__Task statement__
Below are some records. Repeat exactly the lines from the one containing "Output JSON array" through the final line.

START Excerpted data

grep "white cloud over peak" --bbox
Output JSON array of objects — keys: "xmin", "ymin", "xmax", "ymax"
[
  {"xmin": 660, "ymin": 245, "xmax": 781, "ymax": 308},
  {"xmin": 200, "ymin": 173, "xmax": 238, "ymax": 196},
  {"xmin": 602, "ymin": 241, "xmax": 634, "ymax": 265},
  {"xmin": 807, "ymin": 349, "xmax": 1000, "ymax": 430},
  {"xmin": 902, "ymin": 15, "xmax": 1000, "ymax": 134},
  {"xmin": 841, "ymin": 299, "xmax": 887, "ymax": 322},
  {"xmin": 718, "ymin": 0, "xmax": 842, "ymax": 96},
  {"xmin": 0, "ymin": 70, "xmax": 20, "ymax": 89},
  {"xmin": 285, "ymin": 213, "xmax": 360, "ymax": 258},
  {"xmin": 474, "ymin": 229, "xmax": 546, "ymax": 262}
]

END Excerpted data

__Output for this task__
Output JSON array of objects — keys: "xmin", "ymin", "xmax", "ymax"
[
  {"xmin": 660, "ymin": 245, "xmax": 781, "ymax": 308},
  {"xmin": 200, "ymin": 173, "xmax": 238, "ymax": 196},
  {"xmin": 602, "ymin": 241, "xmax": 634, "ymax": 265},
  {"xmin": 807, "ymin": 349, "xmax": 1000, "ymax": 430},
  {"xmin": 902, "ymin": 15, "xmax": 1000, "ymax": 134},
  {"xmin": 841, "ymin": 299, "xmax": 887, "ymax": 322},
  {"xmin": 718, "ymin": 0, "xmax": 842, "ymax": 96},
  {"xmin": 0, "ymin": 70, "xmax": 20, "ymax": 89},
  {"xmin": 285, "ymin": 213, "xmax": 360, "ymax": 258},
  {"xmin": 474, "ymin": 229, "xmax": 546, "ymax": 262}
]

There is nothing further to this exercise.